Textauszug:

Bei der ärztlichen Anamnese wird die Schmerzgeschichte des Patienten samt seinen individuellen Lebensumständen abgefragt. Denn natürlich stellt sich die Frage, warum sich bei einer vergleichbaren Krankheitsgeschichte und vergleichbaren Symptomen bei manchen Betroffenen die Schmerzen chronisch festsetzen, während andere irgendwann wieder schmerzfrei leben. Neben einer genetischen Prädisposition dafür sind auch psychosoziale Faktoren für die Entwicklung einer Schmerzerkrankung verantwortlich. Sehr stark vereinfacht ausgedrückt: Ein einsamer Mensch, der unter Depressionen oder Ängsten leidet, hat eine schlechtere Ausgangslage als ein psychisch stabiler, der in ein gutes soziales Netzwerk eingebunden ist und keine Existenzsorgen hat. Er ist anfälliger für Schmerz.

Wenn keine sichtbare Ursache gefunden wird oder das, was man als Ursache ansieht, auf die Behandlung nicht anspricht, bleibt meist nur die Gabe von Schmerzmitteln. Viele Patienten müssen zudem die Erfahrung machen, dass oft nicht einmal gründlich nach der Ursache gesucht wird. Gerne wird dann pauschal empfohlen, sich mehr zu bewegen oder regelmäßig zu entspannen. Bei der Suche nach einer individuell passenden Methode zur Schmerzbewältigung bleiben Betroffene allein und die Ursachen der Schmerzen oft unberührt.

Wir wollen zwei Hebel vorstellen, die man gegen die häufigsten Ursachen chronischer Schmerzen ansetzen kann: die Ernährung zum einen, gezielte Übungen zur Wiederherstellung des Bewegungsapparates zum anderen. Zudem zu zwei Methoden anregen, die man einsetzen kann, um den Schmerz als weniger intensiv und belastend zu erfahren.

Aufgabe:
Schreibe den Textauszug über chronische Schmerzen noch einmal ab, beginnend mit "Wenn keine sichtbare" und weiter bis "Schmerzen oft unberührt.". Ersetze dabei "Schmerzmitteln" durch "Medikamenten".

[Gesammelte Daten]

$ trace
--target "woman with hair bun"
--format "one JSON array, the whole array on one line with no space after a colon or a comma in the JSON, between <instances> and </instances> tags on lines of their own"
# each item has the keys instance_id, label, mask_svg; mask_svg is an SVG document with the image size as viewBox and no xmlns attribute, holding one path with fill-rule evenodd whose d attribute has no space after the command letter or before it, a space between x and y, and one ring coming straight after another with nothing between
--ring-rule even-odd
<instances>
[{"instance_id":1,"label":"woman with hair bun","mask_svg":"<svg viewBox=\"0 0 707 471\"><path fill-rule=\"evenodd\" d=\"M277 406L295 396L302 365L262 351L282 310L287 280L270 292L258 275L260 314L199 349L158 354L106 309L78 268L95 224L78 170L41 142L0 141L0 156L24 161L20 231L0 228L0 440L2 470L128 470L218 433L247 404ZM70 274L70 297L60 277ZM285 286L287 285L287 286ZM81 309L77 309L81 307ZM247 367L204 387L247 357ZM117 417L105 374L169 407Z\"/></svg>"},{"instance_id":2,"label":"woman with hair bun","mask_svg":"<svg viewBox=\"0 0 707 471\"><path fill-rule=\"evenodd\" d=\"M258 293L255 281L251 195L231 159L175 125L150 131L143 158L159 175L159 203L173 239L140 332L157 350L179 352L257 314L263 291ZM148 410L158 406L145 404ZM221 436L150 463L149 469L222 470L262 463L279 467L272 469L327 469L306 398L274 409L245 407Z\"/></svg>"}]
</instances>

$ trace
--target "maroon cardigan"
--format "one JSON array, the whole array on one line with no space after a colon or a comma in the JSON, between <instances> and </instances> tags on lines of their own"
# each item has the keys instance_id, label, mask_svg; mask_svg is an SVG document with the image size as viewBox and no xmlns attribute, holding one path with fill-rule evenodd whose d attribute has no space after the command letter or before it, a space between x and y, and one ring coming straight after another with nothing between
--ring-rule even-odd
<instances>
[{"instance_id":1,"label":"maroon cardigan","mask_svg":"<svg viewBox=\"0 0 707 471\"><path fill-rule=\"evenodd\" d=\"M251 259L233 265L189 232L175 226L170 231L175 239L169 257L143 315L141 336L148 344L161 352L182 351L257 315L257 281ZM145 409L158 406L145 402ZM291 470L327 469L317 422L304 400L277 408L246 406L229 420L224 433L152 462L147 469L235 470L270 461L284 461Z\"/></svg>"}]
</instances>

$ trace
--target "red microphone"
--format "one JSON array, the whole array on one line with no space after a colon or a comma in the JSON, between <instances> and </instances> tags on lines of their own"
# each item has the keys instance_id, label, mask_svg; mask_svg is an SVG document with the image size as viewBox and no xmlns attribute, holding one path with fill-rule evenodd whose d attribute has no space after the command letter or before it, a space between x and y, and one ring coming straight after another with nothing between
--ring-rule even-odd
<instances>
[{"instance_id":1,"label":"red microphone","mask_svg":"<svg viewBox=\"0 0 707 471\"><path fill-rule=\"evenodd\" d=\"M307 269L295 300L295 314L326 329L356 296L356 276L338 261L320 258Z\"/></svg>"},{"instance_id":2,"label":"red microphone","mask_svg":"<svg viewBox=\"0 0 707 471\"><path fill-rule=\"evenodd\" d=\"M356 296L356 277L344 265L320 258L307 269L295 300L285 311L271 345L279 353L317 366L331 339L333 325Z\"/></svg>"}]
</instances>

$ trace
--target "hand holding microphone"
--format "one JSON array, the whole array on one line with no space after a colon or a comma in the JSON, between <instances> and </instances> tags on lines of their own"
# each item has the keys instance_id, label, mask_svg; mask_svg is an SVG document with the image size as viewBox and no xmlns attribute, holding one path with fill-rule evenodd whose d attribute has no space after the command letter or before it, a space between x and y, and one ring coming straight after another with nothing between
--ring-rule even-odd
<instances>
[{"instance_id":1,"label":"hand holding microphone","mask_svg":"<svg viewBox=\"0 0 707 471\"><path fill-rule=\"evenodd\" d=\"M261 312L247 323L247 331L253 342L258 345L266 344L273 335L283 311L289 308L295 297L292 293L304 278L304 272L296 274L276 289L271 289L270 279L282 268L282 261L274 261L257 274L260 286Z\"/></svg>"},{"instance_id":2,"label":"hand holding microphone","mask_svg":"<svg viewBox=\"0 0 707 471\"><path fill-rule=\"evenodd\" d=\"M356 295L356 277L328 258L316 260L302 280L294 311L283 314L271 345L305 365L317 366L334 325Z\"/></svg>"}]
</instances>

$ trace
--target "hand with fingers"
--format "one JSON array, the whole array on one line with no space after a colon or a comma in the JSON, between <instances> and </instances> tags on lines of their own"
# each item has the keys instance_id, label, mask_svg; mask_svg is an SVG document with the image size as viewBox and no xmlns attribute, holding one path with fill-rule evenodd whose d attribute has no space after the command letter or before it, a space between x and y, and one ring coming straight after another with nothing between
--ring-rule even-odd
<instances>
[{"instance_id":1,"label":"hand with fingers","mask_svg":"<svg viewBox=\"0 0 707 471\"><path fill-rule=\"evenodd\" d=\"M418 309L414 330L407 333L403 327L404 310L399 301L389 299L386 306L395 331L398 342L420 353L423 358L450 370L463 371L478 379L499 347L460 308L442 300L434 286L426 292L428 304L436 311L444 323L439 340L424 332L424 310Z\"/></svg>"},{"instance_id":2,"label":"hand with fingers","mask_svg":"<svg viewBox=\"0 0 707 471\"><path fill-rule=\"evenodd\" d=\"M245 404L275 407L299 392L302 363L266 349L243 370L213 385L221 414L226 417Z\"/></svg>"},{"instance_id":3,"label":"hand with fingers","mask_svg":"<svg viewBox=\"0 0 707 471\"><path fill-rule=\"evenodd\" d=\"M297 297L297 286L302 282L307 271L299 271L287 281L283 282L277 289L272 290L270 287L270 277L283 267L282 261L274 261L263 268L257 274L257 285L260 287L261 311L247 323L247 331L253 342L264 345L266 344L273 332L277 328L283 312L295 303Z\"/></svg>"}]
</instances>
* * *
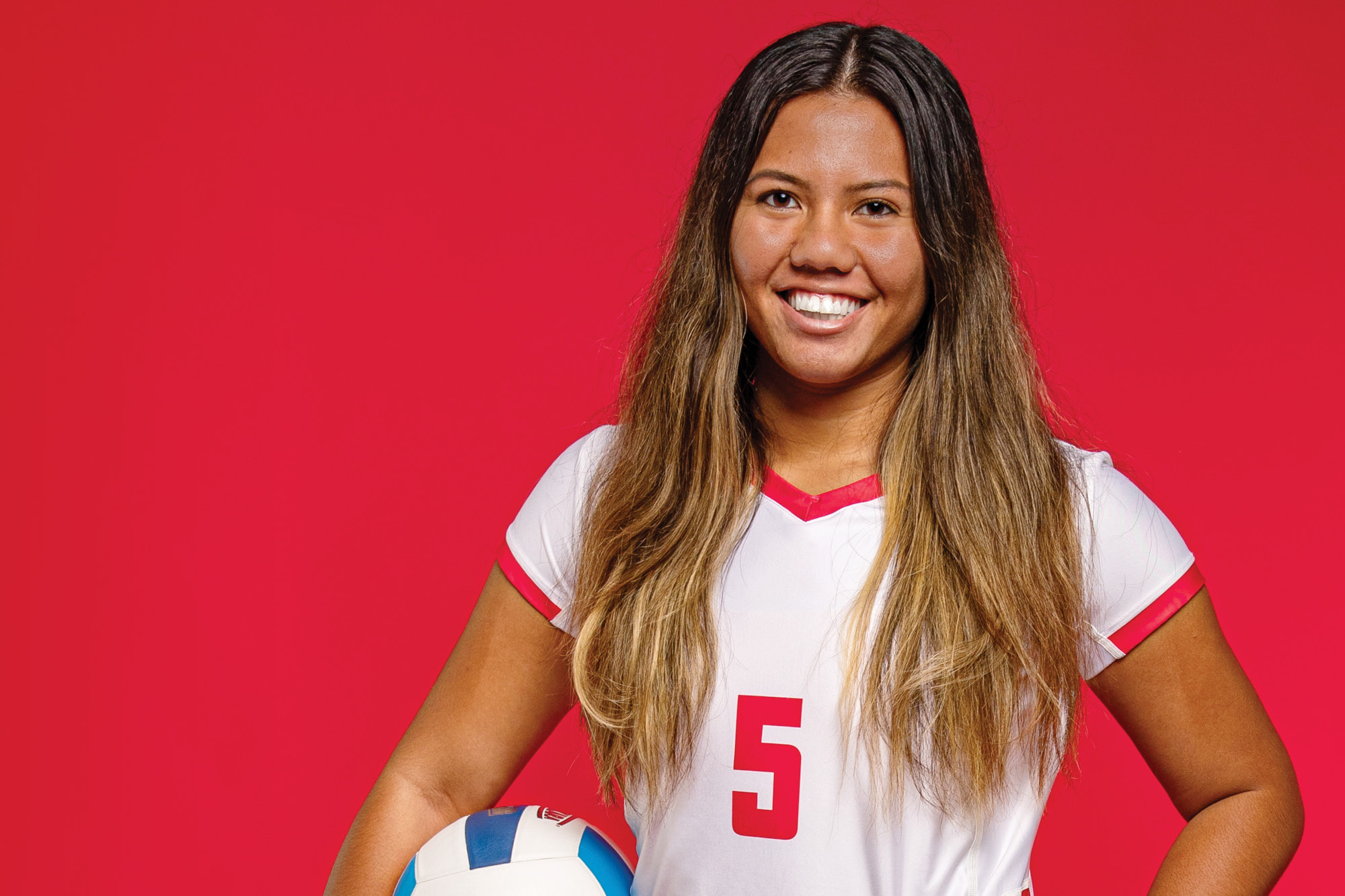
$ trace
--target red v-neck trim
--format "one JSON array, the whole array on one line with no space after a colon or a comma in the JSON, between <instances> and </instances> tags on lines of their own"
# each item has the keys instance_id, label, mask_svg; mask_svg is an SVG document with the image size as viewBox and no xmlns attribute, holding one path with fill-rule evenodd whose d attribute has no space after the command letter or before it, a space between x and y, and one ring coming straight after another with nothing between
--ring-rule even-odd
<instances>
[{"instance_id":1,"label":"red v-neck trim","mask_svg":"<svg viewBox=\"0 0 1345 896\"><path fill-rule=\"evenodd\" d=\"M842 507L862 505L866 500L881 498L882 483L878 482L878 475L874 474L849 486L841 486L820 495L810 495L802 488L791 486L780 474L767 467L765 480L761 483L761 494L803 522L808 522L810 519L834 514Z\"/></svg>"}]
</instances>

Lösung:
Wenn keine sichtbare Ursache gefunden wird oder das, was man als Ursache ansieht, auf die Behandlung nicht anspricht, bleibt meist nur die Gabe von Medikamenten. Viele Patienten müssen zudem die Erfahrung machen, dass oft nicht einmal gründlich nach der Ursache gesucht wird. Gerne wird dann pauschal empfohlen, sich mehr zu bewegen oder regelmäßig zu entspannen. Bei der Suche nach einer individuell passenden Methode zur Schmerzbewältigung bleiben Betroffene allein und die Ursachen der Schmerzen oft unberührt.